Saved entries:
---
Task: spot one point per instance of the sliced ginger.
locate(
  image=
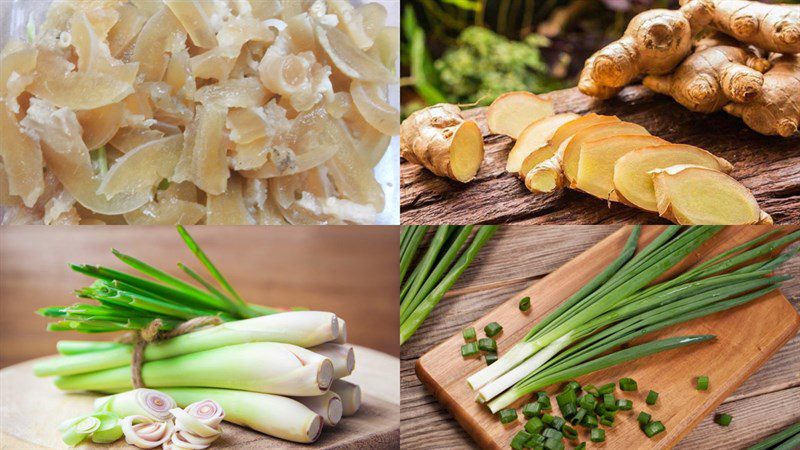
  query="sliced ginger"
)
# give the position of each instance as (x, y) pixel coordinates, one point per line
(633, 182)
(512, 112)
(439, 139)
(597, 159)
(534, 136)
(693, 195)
---
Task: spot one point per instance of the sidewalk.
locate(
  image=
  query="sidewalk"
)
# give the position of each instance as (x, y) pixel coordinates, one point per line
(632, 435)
---
* **EXERCISE REQUIREMENTS**: Each line above that carries the string "spot" has to be returned.

* **TASK RESPONSE**:
Task: spot one point per instance of the sliced ginger.
Task: spot one point per instance of the sidewalk.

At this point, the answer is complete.